* [DIRECTIONS]: Edit the rows from the start through the line holding "<point>261,136</point>", both ends included, so that "woman's" becomes "girl's" and everything else stays the same. Give back only those lines, without the pictures.

* [RECORDS TO PROCESS]:
━━━━
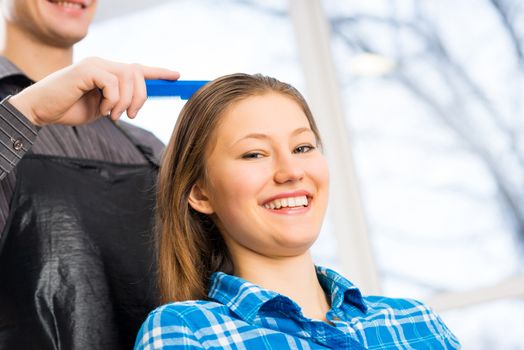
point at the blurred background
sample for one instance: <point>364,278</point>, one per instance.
<point>421,106</point>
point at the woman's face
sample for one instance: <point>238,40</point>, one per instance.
<point>267,182</point>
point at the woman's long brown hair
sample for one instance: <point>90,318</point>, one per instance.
<point>190,247</point>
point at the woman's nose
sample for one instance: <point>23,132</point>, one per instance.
<point>288,169</point>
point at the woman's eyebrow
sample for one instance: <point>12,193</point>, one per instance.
<point>261,136</point>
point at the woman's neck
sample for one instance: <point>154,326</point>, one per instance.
<point>35,58</point>
<point>294,277</point>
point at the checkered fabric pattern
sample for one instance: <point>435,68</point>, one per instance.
<point>241,315</point>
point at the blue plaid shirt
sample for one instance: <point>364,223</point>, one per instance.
<point>242,315</point>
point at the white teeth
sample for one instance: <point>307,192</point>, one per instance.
<point>290,202</point>
<point>68,4</point>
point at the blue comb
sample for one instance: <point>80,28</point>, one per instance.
<point>167,88</point>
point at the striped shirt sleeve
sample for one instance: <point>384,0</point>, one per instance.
<point>17,135</point>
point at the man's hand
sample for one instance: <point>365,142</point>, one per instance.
<point>86,90</point>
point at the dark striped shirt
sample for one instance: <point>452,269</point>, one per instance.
<point>101,140</point>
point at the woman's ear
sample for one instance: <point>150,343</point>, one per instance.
<point>199,200</point>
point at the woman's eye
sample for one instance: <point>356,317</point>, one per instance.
<point>304,149</point>
<point>252,155</point>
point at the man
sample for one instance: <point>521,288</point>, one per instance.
<point>76,199</point>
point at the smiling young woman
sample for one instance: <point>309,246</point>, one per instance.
<point>242,193</point>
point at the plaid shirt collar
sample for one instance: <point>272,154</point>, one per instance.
<point>246,299</point>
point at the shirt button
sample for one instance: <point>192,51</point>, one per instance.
<point>17,145</point>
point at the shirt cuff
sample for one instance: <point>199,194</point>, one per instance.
<point>17,135</point>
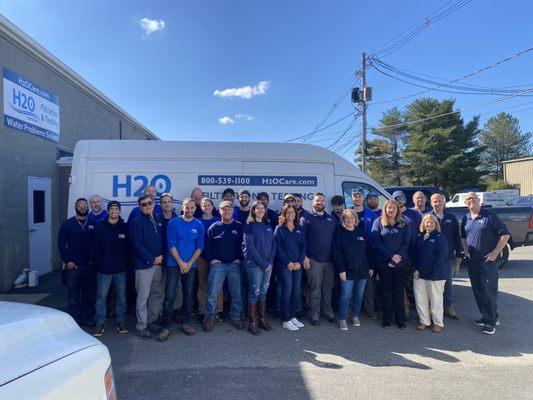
━━━━
* [SOLUTION TO THE PROBLEM]:
point at the blurred background
sample for one instance: <point>364,278</point>, one per instance.
<point>421,106</point>
point at the girl's face
sample for one instance: <point>238,40</point>, one per instance.
<point>267,182</point>
point at the girl's long brown hair
sample for one instance: <point>90,318</point>, one per instance.
<point>190,247</point>
point at the girl's nose
sample for one instance: <point>23,132</point>, one per instance.
<point>288,169</point>
point at the girl's eyebrow
sample for one instance: <point>12,193</point>, one per instance.
<point>261,136</point>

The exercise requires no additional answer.